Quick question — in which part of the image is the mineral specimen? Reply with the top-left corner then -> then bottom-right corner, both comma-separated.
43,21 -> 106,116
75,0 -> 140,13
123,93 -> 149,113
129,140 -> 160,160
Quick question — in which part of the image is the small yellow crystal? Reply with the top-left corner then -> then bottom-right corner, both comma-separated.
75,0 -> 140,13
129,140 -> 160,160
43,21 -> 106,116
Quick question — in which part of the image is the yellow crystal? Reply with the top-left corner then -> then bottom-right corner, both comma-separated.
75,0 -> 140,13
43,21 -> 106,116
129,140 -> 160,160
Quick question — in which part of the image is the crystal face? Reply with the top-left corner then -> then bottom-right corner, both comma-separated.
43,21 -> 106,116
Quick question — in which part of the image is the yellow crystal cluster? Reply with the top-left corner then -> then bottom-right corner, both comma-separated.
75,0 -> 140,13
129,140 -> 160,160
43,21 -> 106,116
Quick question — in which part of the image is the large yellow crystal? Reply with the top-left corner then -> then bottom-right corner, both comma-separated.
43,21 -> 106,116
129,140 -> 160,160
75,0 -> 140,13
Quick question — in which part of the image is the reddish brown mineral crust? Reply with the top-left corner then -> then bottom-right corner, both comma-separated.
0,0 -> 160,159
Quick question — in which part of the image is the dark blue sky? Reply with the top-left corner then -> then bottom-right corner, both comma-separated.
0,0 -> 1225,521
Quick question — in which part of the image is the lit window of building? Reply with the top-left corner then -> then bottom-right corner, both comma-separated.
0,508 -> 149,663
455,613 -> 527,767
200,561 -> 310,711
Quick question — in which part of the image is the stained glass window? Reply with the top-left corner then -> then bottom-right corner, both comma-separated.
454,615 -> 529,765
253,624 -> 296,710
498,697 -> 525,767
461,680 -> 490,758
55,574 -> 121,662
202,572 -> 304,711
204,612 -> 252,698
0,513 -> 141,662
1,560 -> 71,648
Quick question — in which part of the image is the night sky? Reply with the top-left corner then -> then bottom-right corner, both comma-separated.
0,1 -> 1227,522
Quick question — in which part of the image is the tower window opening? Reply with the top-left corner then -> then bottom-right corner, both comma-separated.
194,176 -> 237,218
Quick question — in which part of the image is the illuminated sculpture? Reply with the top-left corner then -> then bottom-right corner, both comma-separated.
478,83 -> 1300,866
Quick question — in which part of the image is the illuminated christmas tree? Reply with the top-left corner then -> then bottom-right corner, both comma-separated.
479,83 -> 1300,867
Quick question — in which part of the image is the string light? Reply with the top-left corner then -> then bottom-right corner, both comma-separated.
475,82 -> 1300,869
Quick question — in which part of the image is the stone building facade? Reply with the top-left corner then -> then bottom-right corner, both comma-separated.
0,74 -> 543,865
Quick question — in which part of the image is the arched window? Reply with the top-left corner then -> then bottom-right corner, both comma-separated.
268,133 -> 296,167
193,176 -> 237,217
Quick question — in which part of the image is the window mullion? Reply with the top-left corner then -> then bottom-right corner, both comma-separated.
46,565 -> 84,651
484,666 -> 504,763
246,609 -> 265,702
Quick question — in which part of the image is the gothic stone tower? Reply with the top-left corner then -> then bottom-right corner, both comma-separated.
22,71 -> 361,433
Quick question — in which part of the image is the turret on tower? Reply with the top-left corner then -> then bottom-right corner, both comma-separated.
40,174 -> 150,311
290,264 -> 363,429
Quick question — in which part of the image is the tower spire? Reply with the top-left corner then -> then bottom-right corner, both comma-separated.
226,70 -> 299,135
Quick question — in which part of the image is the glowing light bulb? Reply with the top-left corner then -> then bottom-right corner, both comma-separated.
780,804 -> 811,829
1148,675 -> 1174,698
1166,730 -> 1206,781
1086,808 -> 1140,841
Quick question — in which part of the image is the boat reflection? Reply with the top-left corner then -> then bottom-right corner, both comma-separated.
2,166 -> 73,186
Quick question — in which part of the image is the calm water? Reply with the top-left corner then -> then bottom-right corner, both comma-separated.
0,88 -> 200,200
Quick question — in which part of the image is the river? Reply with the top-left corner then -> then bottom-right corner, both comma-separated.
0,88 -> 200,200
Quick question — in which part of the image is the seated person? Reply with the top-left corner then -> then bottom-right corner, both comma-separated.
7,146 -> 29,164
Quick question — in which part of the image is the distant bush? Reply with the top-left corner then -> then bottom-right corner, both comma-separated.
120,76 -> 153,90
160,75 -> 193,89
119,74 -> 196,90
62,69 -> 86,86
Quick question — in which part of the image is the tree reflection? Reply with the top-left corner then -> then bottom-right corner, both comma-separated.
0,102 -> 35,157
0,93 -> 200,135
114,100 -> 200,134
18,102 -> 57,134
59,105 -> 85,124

____

▶ [Problem to work on] Print all the records precisely.

▶ [Your response]
Quick question — in which part of the image is the mineral specimen? Reply with the top-left corner then -> then bottom-right corner, both comma-separated.
43,21 -> 106,116
75,0 -> 140,13
123,93 -> 149,113
129,140 -> 160,160
Quick question — in which part of the image is the small yellow crystal? Reply with the top-left corner then -> then bottom-right corner, both comma-separated.
75,0 -> 140,13
129,140 -> 160,160
43,21 -> 106,116
Quick question — in which part of the image is the yellow crystal? Reply with the top-left corner then -> then bottom-right corner, both comma-separated.
75,0 -> 140,13
43,21 -> 106,116
129,140 -> 160,160
Quick question — in which part of the image is the crystal face? Reply with the top-left corner then -> then bottom-right corner, both comma-separated.
43,21 -> 106,116
Quick question — in which part of the image is the yellow crystal cluster? Reply with the top-left corner then -> then bottom-right corner, both comma-separated.
75,0 -> 140,13
129,140 -> 160,160
43,21 -> 106,116
Quick question — in which part of the image is the large yellow crystal? Reply with the top-left corner then -> then bottom-right corner, both comma-separated.
43,21 -> 106,116
129,140 -> 160,160
75,0 -> 140,13
Quick question — in which part of the image is the reddish brown mineral crust? Reply with the top-left corner then -> then bottom-right corner, both comma-separated.
0,0 -> 160,159
Quick question — in which part of the image is the dark blue sky? Reply with the top-left corner then -> then bottom-right corner, both comma-separated.
0,0 -> 1225,521
Quick question — in which part of the image is the lit window of building? Reply with the top-left corner then -> then bottom-right corner, both comma-separated.
0,508 -> 149,663
455,613 -> 527,767
200,561 -> 310,711
Quick question — in which part of the image is the stained glass window? Reply with the top-left corner then -> then bottom-right corner, both comma-separated.
454,615 -> 529,765
253,624 -> 296,710
498,697 -> 525,767
461,680 -> 490,758
55,574 -> 121,662
202,572 -> 304,711
204,612 -> 252,698
0,513 -> 141,662
1,560 -> 71,648
Quick question — in which part of the image is the night sky? Reply with the top-left corner then -> then bottom-right corner, both comma-separated.
0,1 -> 1227,522
Quick question — in which part of the image is the tower window opening? Reply with the top-left corner then -> then bottom-right corner, both comma-separated.
194,176 -> 237,218
Quick question — in which part of the image is the illuminated sculpture? Reply with the top-left corner then -> then bottom-right corner, both comma-separated.
478,83 -> 1300,866
Quick question — in which part of the image is the illuminated christmas tree? Reply with the top-left corner then -> then bottom-right corner, both comma-separated.
479,83 -> 1300,867
Quick question — in which part of the image is the string light? Reply with the top-left corner then -> then bottom-right corner, both comma-separated.
475,82 -> 1300,869
Quick question — in which part of the image is the stone building facade? Reply with the top-left corner then -> then bottom-right corner, both comma-separated.
0,74 -> 543,865
Quick question — in which part of the image is the arched window? Reply with the top-left corner then -> then bottom-right corner, both comma-separated.
268,133 -> 296,167
193,176 -> 237,217
Quick question — in which part of the image is the window mullion? Reply with the top-left corner then -> then bottom-right corner, both comma-separated.
46,565 -> 84,651
484,666 -> 504,763
246,609 -> 265,702
Quick question — in which part of the image is the gothic stone tower? Reply with the top-left corner then -> then bottom-right corner, both comma-separated.
22,71 -> 361,433
Quick question — in which part of the image is the turret on tower? Reply with the top-left corner then -> then bottom-right corner, both comma-separated.
40,174 -> 150,311
290,264 -> 363,429
Quick question — in which part of the image is the tower spire? Reply with the top-left corner then -> then bottom-right corner, both comma-separated.
226,70 -> 299,135
Quick question — in which part of the image is the glowing light bulb? Reply with the top-left corner then -> then bottom-right corner, both comma-separated.
780,804 -> 811,829
1148,675 -> 1174,698
1166,730 -> 1206,781
1086,808 -> 1140,841
Quick question — in which part of the image is the boat reflection? Reply with the top-left corner then -> then bottom-right corner, both comma-separated.
2,166 -> 73,186
Quick question — in which part of the image is the calm water? Reply with the top-left corner then -> then bottom-right corner, both comma-separated.
0,88 -> 200,200
Quick question — in which part of the image is the river? Reply with the top-left corner then -> then bottom-right corner, both comma-separated.
0,88 -> 200,200
Quick question — in which part of the image is the seated person? Reply with the top-left corner then -> then bottom-right corner, both comma-separated.
7,146 -> 29,164
Quick question — in which part of the image is the distant bush? Reply with the top-left corner then -> then bottom-right corner, both comma-separated.
120,76 -> 153,90
160,75 -> 193,89
119,74 -> 196,90
62,69 -> 86,86
Quick question — in which part of the image is the tree reflection? Reply with the top-left corner then -> then bottom-right corner, both comma-separated.
0,102 -> 35,157
0,93 -> 200,135
114,100 -> 200,134
18,102 -> 57,134
59,105 -> 85,124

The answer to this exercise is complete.